- Stored data entries
Content starts
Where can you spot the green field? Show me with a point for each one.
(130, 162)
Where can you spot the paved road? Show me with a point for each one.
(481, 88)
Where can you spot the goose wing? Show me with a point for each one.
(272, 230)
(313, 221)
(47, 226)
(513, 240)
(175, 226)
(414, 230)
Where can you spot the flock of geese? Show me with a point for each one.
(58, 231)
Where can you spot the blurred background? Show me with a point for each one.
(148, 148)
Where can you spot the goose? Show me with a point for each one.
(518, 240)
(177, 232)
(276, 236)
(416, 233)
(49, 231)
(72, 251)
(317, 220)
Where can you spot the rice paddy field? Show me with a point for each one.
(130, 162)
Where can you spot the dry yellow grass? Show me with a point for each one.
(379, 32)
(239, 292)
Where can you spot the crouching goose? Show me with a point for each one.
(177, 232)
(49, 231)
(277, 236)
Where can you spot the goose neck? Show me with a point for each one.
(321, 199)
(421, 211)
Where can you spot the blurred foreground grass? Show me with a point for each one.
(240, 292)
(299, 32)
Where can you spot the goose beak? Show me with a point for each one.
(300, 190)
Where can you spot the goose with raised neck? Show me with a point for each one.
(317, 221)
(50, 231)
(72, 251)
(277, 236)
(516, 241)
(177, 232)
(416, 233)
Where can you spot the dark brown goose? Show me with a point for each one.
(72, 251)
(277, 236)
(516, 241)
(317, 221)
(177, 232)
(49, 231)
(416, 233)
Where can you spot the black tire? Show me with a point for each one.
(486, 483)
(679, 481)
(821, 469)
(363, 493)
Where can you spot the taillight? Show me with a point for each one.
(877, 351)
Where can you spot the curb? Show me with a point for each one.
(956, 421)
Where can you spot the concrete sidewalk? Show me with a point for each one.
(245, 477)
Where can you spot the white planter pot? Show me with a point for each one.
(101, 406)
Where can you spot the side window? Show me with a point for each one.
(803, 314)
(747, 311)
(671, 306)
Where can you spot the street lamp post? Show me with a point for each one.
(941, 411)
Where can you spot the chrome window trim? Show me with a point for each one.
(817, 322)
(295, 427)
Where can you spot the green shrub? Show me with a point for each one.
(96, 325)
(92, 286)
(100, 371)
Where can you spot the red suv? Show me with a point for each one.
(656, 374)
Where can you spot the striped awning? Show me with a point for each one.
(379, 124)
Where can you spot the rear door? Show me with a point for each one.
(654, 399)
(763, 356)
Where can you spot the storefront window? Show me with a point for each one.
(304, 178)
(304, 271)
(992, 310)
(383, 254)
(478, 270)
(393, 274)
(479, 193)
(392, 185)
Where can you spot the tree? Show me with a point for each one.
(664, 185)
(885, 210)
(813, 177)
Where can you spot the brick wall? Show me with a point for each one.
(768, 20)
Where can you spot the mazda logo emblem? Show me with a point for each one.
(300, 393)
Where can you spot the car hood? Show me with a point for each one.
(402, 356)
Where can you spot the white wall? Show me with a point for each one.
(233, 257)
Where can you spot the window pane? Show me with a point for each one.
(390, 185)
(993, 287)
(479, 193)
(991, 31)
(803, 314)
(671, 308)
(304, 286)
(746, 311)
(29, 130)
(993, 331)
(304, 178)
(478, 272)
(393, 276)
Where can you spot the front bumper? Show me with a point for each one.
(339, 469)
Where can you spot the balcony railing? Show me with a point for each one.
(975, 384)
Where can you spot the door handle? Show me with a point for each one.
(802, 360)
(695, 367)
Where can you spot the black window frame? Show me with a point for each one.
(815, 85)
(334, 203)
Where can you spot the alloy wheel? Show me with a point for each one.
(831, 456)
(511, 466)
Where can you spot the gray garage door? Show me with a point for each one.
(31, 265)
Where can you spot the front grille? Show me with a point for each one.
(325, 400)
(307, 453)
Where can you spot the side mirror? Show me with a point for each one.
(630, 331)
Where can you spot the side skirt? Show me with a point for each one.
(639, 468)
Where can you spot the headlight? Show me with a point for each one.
Content ends
- The problem
Write each line of the data down again exactly as it reads.

- Answer section
Where can you spot the green field? Show me with a point for each one.
(130, 162)
Where can you spot the paved road? Show me with a point for each one.
(481, 88)
Where can you spot the goose wing? Show me with a point for each one.
(272, 230)
(313, 221)
(47, 226)
(513, 240)
(175, 226)
(414, 230)
Where can you spot the flock of geese? Show me with a point for each one.
(58, 231)
Where can you spot the blurred background? Show me with a point for each one.
(148, 148)
Where can you spot the goose? Show me with a point for each one.
(518, 240)
(177, 232)
(276, 236)
(416, 233)
(49, 231)
(72, 251)
(317, 220)
Where can you spot the rice paddy field? Show me with a point for each one.
(130, 162)
Where can you spot the dry yellow grass? Show me with a point for each one.
(379, 32)
(239, 292)
Where can you spot the crouching goose? Show me with a point for each one.
(177, 232)
(49, 231)
(277, 236)
Where can you spot the goose neck? Show me with a point for each one.
(321, 199)
(421, 211)
Where can you spot the blurred foreground grass? Show me with a point for each one.
(240, 292)
(299, 32)
Where can you spot the goose beak? Show me with a point for each one.
(300, 190)
Where can you spot the goose with raised neck? Show me with a point for each one.
(317, 221)
(50, 231)
(72, 251)
(277, 236)
(516, 241)
(177, 232)
(416, 233)
Where can you spot the dark brown goose? Show me with a point for each one.
(72, 251)
(277, 236)
(516, 241)
(317, 221)
(177, 232)
(49, 231)
(416, 233)
Where can you spot the black tire? Show me with a point for each one.
(486, 483)
(679, 481)
(821, 469)
(363, 493)
Where can you spot the taillight? Show me with a point for each one.
(877, 351)
Where can you spot the curb? Show me with a point for each one.
(956, 421)
Where can you spot the concrete sidewalk? Show me with a point for each one.
(245, 477)
Where can you spot the white planter pot? Show me with a point for each one.
(101, 406)
Where can you spot the side window? Show me with a point for each one.
(803, 314)
(747, 311)
(671, 306)
Where can you spot the street lamp post? Show me with a point for each one.
(941, 411)
Where can you spot the chrome window trim? Show me with a point for each one.
(817, 322)
(295, 427)
Where can you spot the green shrub? Show me with a point for each one.
(96, 325)
(92, 286)
(100, 371)
Where can you spot the red suv? Show me with a point for each one.
(656, 374)
Where can you spot the striped awning? Show me with a point for each one.
(379, 124)
Where can you spot the rear door? Show me with a point for each one.
(654, 399)
(763, 356)
Where can you spot the storefront window? Show me with a point for each one.
(304, 178)
(304, 271)
(992, 310)
(383, 254)
(478, 270)
(393, 274)
(479, 193)
(392, 185)
Where can you spot the tree? Show me with a point for each one.
(664, 185)
(885, 210)
(813, 177)
Where can you spot the brick wall? Show me with a point for each one.
(768, 20)
Where can you spot the mazda logo emblem? Show me with a point for each one.
(300, 393)
Where can you spot the car hood? Show me with a point for each one.
(402, 356)
Where can you spot the white wall? Show me with a point for each one.
(233, 257)
Where can you spot the window pane? Show me with a point for each one.
(390, 185)
(993, 287)
(479, 193)
(991, 31)
(803, 314)
(671, 308)
(304, 286)
(746, 311)
(29, 130)
(993, 331)
(304, 178)
(478, 272)
(393, 276)
Where can you spot the front bumper? Show me with a point for each one.
(339, 469)
Where can you spot the balcony railing? Show me with a point for each one.
(975, 384)
Where can you spot the door handle? Show me with a point for each one.
(802, 360)
(695, 367)
Where can you spot the black window frame? Show me with a point for each one.
(815, 85)
(334, 203)
Where can you spot the alloy wheel? Show me with a point for each one.
(831, 456)
(511, 466)
Where can you spot the gray garage door? Show me with a point for each one.
(31, 265)
Where can you spot the front grille? Show me with a point for each one.
(325, 400)
(307, 453)
Where can you spot the side mirror? Show me with a point for each one.
(630, 331)
Where can you spot the side skirt? Show me with a point for each one.
(639, 468)
Where can you spot the headlight? Show me with a point for each one.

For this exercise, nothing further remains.